▶ [Extracted records]
****

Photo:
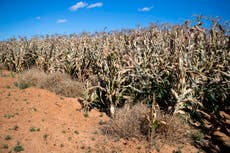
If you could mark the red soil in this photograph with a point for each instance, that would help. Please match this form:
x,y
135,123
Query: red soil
x,y
59,123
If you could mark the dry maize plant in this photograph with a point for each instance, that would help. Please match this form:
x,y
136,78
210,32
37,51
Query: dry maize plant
x,y
182,67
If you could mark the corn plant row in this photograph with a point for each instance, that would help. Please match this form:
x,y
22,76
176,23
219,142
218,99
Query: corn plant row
x,y
181,67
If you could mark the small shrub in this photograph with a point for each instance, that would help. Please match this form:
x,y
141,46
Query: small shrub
x,y
5,146
128,122
8,137
45,136
63,85
34,129
197,136
57,82
76,132
18,147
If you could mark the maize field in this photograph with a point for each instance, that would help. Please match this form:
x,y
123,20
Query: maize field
x,y
178,68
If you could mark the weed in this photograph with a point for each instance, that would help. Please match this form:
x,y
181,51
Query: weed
x,y
101,114
8,137
179,150
5,146
45,136
197,136
101,122
64,131
86,114
23,85
139,147
8,116
76,132
35,109
34,129
82,147
95,132
18,147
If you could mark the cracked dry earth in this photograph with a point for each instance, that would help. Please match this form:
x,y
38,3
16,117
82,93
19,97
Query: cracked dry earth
x,y
34,120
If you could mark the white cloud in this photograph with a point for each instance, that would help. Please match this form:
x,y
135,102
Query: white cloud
x,y
98,4
145,9
78,5
62,20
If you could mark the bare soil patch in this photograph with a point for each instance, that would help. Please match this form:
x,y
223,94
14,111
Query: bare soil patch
x,y
39,121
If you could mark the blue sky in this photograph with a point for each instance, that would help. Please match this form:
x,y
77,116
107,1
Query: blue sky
x,y
40,17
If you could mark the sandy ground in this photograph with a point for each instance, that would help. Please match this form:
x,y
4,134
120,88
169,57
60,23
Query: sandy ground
x,y
42,122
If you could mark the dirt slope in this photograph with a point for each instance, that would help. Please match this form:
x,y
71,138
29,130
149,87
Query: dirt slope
x,y
42,122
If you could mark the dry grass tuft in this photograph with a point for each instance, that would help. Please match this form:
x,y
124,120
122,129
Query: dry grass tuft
x,y
132,123
62,84
128,122
57,82
172,130
33,77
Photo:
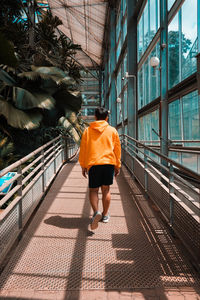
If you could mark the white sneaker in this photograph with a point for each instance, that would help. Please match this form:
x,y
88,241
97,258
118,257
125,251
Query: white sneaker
x,y
105,219
95,220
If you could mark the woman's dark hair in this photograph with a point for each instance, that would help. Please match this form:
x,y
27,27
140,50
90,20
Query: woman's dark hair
x,y
101,113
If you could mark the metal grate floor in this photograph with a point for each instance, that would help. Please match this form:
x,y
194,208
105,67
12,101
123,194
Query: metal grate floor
x,y
59,252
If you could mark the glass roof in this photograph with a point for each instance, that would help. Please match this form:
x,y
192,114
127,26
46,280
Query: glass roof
x,y
84,23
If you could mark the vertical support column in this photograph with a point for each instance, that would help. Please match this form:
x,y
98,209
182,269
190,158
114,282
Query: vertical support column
x,y
113,91
164,78
19,194
132,68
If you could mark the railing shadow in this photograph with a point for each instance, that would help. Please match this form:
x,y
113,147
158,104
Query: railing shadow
x,y
149,258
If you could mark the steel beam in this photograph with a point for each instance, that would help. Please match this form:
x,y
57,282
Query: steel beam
x,y
132,68
113,103
164,77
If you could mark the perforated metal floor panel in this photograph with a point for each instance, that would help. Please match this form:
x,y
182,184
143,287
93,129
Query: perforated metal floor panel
x,y
59,252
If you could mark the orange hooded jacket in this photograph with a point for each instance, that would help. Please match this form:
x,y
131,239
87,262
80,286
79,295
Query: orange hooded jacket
x,y
100,145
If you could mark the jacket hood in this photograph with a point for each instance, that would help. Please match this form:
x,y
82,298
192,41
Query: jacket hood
x,y
99,125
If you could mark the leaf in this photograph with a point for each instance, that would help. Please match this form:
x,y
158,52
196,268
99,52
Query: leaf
x,y
7,54
49,71
72,118
66,100
5,77
26,100
70,128
19,119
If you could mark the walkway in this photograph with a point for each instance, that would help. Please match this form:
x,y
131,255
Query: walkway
x,y
132,257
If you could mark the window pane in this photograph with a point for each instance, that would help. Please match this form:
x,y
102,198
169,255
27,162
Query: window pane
x,y
152,18
155,76
175,121
173,52
140,38
191,117
119,81
140,89
146,27
146,124
170,3
189,38
125,104
146,82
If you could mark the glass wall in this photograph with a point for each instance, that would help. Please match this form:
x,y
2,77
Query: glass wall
x,y
147,124
148,25
182,43
170,3
90,94
148,80
184,118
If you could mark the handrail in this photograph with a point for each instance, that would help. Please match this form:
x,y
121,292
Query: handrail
x,y
177,199
167,159
31,182
27,157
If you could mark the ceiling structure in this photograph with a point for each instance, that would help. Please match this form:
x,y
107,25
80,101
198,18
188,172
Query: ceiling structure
x,y
84,23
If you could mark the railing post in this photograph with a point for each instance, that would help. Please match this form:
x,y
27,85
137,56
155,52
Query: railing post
x,y
19,193
54,151
171,199
42,161
65,147
145,171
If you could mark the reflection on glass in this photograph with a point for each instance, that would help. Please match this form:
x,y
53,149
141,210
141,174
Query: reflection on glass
x,y
152,18
125,104
189,38
146,27
146,82
191,117
190,161
173,52
140,38
145,126
140,88
155,76
175,120
119,82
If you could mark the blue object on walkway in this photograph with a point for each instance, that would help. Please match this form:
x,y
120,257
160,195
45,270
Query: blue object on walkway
x,y
5,178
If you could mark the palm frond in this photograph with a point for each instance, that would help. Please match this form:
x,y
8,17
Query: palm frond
x,y
19,119
70,129
27,100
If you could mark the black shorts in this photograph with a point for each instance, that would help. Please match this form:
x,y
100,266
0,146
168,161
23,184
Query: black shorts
x,y
101,175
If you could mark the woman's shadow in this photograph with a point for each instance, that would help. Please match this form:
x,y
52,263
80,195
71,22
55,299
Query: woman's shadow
x,y
69,223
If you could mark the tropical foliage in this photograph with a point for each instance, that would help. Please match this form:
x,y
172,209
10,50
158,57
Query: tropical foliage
x,y
39,80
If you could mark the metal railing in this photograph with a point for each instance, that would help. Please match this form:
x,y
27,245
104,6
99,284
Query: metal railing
x,y
177,198
33,175
186,153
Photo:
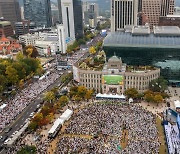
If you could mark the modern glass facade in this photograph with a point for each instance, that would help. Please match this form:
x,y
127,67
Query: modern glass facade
x,y
78,23
163,52
38,11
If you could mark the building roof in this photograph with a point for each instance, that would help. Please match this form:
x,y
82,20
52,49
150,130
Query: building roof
x,y
122,39
5,23
3,38
167,30
114,59
141,30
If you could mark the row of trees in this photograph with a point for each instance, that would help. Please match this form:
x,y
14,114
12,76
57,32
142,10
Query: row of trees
x,y
105,25
96,48
156,93
14,72
53,103
149,96
88,35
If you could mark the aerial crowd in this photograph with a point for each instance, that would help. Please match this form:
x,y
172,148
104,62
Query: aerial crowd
x,y
23,98
105,124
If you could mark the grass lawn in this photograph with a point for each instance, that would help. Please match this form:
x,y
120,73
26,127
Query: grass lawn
x,y
161,135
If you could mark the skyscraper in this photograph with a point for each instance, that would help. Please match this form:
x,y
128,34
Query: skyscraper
x,y
167,7
9,9
78,18
70,14
68,19
123,12
153,9
38,11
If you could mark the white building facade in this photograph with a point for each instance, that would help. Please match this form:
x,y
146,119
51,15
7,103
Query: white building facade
x,y
123,12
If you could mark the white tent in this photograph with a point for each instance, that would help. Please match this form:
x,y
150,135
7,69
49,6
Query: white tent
x,y
3,106
56,124
110,96
66,115
177,104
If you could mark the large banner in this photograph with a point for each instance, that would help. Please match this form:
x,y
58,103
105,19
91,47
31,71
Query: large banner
x,y
112,79
76,74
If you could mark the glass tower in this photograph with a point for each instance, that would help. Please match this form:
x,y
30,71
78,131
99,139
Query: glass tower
x,y
38,11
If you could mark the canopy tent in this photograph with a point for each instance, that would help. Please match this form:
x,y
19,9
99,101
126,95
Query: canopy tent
x,y
177,104
3,106
67,114
17,135
56,124
110,96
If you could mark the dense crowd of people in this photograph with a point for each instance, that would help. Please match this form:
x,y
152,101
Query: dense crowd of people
x,y
22,99
106,124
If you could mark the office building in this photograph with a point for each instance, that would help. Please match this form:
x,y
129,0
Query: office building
x,y
78,19
24,27
90,14
152,9
9,46
38,11
10,11
141,46
6,29
123,12
170,20
62,41
177,10
114,77
167,7
68,19
70,14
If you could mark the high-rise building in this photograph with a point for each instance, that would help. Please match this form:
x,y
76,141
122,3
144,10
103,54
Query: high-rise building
x,y
9,10
167,7
61,35
70,14
6,29
90,13
123,12
152,9
38,11
68,19
24,27
78,19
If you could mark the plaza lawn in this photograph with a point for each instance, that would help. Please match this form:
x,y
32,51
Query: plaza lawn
x,y
161,135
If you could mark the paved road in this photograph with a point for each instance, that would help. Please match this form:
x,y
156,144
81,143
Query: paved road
x,y
20,120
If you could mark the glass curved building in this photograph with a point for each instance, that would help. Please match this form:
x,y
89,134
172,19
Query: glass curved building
x,y
141,47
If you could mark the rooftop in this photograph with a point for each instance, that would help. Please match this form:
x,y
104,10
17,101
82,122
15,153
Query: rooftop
x,y
166,37
5,23
167,30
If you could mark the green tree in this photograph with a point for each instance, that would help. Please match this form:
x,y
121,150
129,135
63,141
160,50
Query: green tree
x,y
89,94
131,93
158,85
33,125
92,50
149,97
63,100
27,150
30,51
158,99
82,91
12,75
49,96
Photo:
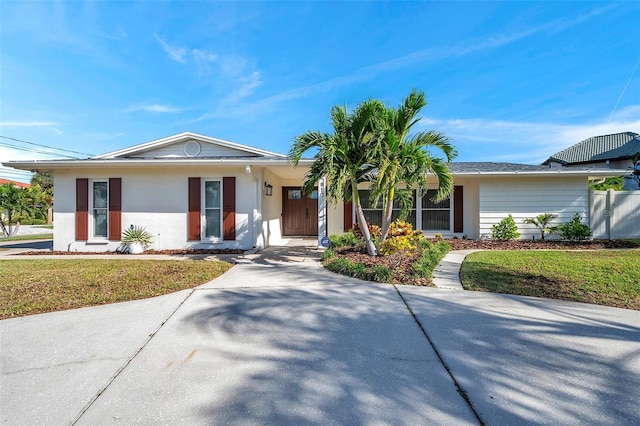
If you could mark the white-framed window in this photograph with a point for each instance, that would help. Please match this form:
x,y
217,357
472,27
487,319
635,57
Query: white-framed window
x,y
212,209
373,214
99,209
435,216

****

▶ [Task requirements] Looking at the data above, return every line from the one with "If you could mark the orange" down to the one with "If you could mark the walkway", exactly and inclusively.

▶ [Task response]
If you could mark the orange hooded jacket in this photograph with a point for each instance, that would help. Please match this form:
x,y
131,239
87,262
80,286
79,295
Query: orange hooded jacket
x,y
100,145
If you could mark the jacket hood in this photograph with a point for each instance, that would help. Please match this form:
x,y
82,298
192,41
Query: jacket hood
x,y
99,125
If you could mark the leaf in this photograph with a point for each instance, that would help. Please match this form:
x,y
158,52
196,268
99,52
Query: leaf
x,y
7,54
49,71
72,118
66,100
5,77
26,100
70,128
19,119
If you could mark the walkway in this photograph with a point for each instance, that would help. Please match this form:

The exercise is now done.